▶ SELECTED PASSAGE

## Import packages

In [1]:
# json parsing
import json
import pandas as pd
from pyspark.sql.functions import explode, split
from pyspark.sql.types import StructType, StructField, StringType, IntegerType, TimestampType
import warnings
warnings.filterwarnings('ignore')

## Read the raw messages from the topic eduAssessment

In [2]:
raw_messages = spark.read.format("kafka")\
.option("kafka.bootstrap.servers", "kafka:29092")\
.option("subscribe","eduAssessments").option("startingOffsets", "earliest").option("endingOffsets", "latest").load() 

## Make sure everything is running well: Cache data

In [3]:
raw_messages.cache()

DataFrame[key: binary, value: binary, topic: string, partition: int, offset: bigint, timestamp: timestamp, timestampType: int]

Ran perfectly, we have our dataframe with the data cached. Good sanity check before starting

## Visualiza the Schema

In [4]:
raw_messages.printSchema()

root
 |-- key: binary (nullable = true)
 |-- value: binary (nullable = true)

▶ GIVEN REQUEST 1
Count the lines of the records that contain the string "carport", treating uppercase and lowercase as distinct, and reply with the number alone.

▶ STORED ROWS
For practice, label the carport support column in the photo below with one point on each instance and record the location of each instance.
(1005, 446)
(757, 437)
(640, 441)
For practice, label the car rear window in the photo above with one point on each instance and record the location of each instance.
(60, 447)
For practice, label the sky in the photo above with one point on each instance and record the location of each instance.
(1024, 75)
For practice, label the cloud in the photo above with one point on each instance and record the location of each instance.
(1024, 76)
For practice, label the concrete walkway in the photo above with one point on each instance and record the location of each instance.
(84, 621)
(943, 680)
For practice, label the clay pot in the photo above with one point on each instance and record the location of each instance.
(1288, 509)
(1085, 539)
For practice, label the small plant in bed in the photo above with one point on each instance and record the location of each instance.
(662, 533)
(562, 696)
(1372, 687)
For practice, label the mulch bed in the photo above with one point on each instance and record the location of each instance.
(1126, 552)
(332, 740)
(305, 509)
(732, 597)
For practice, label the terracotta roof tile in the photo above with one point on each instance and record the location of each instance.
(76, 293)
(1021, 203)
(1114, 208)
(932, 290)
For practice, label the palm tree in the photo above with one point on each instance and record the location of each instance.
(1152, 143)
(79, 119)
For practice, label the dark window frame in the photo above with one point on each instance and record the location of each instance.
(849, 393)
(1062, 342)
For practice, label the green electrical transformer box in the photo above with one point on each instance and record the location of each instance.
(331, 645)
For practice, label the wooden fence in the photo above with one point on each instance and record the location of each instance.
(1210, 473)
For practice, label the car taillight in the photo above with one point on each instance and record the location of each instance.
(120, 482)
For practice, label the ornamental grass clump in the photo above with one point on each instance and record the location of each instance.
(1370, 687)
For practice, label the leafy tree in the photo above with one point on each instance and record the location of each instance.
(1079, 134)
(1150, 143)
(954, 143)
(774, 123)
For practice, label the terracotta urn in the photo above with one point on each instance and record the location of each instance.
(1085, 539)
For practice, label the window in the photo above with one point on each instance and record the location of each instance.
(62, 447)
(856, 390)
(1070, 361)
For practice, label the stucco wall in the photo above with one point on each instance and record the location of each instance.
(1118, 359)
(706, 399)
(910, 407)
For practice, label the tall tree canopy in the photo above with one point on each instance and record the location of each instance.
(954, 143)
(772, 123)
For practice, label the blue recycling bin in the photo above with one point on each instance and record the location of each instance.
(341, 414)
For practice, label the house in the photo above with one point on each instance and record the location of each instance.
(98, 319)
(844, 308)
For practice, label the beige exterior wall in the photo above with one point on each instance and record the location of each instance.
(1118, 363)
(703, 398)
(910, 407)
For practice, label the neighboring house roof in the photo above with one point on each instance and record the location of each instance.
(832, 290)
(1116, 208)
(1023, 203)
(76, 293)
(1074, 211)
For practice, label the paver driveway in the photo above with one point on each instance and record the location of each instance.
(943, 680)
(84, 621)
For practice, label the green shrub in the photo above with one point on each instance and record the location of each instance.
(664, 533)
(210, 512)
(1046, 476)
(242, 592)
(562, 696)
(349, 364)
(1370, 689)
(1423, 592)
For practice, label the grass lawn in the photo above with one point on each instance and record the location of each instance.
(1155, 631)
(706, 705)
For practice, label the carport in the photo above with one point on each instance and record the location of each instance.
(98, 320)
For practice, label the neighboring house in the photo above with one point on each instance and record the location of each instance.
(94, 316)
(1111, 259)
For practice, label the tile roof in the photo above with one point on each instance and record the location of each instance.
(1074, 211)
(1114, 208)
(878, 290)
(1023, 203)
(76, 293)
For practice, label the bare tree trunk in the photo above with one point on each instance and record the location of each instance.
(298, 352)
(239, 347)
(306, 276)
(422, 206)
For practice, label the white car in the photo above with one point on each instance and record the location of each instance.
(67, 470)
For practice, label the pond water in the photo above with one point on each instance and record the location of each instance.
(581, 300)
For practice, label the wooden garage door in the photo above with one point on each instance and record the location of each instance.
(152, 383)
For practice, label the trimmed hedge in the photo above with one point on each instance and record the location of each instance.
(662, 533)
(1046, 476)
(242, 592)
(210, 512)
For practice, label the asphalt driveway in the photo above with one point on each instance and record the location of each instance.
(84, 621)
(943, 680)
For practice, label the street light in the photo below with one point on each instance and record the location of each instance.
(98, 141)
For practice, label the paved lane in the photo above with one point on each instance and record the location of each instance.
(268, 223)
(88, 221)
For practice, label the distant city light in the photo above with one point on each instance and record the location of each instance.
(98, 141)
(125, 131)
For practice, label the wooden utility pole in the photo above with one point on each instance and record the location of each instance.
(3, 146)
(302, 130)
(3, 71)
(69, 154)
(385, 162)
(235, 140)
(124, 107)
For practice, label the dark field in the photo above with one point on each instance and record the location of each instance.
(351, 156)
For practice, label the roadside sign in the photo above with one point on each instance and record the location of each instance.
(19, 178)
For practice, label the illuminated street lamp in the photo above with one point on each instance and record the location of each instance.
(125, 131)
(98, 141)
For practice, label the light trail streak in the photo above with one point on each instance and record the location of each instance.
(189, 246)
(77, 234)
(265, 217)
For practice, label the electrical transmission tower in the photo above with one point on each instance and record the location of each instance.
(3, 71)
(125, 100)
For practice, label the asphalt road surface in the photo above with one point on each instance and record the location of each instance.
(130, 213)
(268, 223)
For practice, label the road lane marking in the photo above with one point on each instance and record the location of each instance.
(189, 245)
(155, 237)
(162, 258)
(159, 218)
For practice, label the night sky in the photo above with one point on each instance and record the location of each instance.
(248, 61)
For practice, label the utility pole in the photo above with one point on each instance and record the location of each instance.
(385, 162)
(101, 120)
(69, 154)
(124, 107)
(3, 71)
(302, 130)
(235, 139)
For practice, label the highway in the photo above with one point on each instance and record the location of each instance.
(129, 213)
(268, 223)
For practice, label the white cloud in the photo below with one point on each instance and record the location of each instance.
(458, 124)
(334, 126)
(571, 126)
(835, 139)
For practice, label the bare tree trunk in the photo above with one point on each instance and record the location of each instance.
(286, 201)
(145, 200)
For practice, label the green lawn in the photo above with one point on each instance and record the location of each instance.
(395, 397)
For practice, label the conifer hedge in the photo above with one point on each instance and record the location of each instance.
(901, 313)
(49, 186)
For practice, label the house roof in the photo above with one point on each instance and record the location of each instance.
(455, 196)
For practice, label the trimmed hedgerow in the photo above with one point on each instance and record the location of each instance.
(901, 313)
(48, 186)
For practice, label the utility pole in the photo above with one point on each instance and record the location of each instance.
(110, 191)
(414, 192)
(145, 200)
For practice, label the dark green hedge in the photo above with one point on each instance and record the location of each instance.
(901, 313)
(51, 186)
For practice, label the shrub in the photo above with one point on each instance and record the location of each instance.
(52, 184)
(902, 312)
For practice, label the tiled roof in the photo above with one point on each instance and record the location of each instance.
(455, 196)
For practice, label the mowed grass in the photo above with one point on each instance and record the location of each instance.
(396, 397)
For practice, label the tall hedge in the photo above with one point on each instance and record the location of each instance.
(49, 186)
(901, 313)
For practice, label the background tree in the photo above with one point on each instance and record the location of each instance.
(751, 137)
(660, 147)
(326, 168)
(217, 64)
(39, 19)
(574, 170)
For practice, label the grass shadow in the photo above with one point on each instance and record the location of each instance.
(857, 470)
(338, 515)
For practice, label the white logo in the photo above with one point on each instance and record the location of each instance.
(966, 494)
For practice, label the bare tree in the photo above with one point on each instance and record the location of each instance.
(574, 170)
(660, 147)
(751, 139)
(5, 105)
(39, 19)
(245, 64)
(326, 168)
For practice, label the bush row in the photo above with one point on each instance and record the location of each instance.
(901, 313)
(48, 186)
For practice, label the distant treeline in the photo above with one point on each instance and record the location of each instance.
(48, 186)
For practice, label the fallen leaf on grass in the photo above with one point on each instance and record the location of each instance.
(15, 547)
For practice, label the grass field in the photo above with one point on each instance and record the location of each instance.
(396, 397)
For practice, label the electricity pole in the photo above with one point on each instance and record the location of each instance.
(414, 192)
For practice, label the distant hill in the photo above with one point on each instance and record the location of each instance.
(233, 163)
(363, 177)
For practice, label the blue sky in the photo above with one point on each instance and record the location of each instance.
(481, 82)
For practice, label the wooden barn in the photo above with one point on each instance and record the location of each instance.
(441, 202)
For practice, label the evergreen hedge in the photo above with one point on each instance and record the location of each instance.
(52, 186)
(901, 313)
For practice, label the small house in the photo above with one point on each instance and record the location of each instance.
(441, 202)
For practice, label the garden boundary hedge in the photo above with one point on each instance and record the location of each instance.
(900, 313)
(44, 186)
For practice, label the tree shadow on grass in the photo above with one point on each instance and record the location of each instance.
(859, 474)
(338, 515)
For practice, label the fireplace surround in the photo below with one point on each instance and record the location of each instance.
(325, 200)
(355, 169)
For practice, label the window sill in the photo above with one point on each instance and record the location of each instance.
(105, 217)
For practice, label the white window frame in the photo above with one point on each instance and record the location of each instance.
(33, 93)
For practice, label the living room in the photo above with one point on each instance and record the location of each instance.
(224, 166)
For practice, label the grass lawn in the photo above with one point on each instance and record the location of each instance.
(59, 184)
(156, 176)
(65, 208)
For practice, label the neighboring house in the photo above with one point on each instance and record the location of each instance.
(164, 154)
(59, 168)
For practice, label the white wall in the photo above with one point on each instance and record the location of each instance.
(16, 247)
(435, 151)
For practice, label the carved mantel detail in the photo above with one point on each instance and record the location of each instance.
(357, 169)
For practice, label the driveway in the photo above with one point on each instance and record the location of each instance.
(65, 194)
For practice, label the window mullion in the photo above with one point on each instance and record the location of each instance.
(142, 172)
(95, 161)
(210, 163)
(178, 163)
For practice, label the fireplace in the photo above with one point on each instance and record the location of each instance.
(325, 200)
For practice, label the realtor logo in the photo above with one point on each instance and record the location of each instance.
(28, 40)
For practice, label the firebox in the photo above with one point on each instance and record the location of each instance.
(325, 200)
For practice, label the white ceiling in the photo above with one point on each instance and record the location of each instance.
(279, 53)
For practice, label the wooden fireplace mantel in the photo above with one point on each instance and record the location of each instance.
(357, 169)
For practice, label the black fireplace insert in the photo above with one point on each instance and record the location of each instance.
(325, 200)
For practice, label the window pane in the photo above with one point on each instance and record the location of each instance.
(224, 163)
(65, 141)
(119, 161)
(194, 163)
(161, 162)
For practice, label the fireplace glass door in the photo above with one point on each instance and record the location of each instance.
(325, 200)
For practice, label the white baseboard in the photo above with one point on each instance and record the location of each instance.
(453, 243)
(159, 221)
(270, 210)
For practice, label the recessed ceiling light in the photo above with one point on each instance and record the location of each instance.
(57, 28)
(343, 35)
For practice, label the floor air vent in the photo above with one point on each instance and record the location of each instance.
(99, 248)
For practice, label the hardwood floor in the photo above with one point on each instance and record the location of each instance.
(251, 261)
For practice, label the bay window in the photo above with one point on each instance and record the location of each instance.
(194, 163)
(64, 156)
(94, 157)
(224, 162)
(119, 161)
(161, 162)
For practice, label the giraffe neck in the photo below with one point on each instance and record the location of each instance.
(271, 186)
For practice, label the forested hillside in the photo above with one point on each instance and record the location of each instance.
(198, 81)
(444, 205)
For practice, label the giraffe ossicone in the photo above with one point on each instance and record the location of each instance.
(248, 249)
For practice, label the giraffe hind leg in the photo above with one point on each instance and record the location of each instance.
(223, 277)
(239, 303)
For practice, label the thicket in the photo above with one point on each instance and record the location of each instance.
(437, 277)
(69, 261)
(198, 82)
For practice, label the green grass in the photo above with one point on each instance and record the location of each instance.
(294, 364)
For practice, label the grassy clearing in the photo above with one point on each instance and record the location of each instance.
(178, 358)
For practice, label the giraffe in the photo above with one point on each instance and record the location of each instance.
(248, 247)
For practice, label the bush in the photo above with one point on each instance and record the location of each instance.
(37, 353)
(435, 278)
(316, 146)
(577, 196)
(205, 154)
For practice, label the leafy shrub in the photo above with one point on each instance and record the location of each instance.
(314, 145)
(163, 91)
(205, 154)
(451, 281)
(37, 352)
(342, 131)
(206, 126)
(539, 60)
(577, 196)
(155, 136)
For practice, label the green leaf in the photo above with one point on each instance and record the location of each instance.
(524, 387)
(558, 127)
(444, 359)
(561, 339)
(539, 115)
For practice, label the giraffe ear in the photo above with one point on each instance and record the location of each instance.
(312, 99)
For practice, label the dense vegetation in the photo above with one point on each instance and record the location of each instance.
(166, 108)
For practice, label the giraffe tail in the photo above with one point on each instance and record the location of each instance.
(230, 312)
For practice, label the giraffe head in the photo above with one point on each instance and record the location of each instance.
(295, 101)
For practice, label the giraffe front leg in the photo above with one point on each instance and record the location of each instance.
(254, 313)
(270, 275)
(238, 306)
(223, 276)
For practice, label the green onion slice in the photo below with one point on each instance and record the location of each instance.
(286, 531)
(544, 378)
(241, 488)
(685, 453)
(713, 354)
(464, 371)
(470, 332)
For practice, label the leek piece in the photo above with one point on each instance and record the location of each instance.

▶ GIVEN REQUEST 2
Continue the PySpark notebook on Kafka assessment messages from the point where it ends.

▶ TASK RESULT 1
2

▶ TASK RESULT 2
 |-- topic: string (nullable = true)
 |-- partition: integer (nullable = true)
 |-- offset: long (nullable = true)
 |-- timestamp: timestamp (nullable = true)
 |-- timestampType: integer (nullable = true)



## See the top 5 messages as a DataFrame (binary so far) - Visualization of Data

In [5]:
raw_messages.show(5)

+----+--------------------+--------------+---------+------+--------------------+-------------+
| key|               value|         topic|partition|offset|           timestamp|timestampType|
+----+--------------------+--------------+---------+------+--------------------+-------------+
|null|[7B 22 6B 65 65 6...|eduAssessments|        0|     0|1969-12-31 23:59:...|            0|
|null|[7B 22 6B 65 65 6...|eduAssessments|        0|     1|1969-12-31 23:59:...|            0|
|null|[7B 22 6B 65 65 6...|eduAssessments|        0|     2|1969-12-31 23:59:...|            0|
|null|[7B 22 6B 65 65 6...|eduAssessments|        0|     3|1969-12-31 23:59:...|            0|
|null|[7B 22 6B 65 65 6...|eduAssessments|        0|     4|1969-12-31 23:59:...|            0|
+----+--------------------+--------------+---------+------+--------------------+-------------+
only showing top 5 rows



For our analysis, we only care about the key-values pairs, which are encoded as binary by Kafka. All come from the same topic in this example

## Take all the values, and cast them as Strings. Extract the JSON from string messages

In [6]:
messages = raw_messages.select(raw_messages.value.cast('string'))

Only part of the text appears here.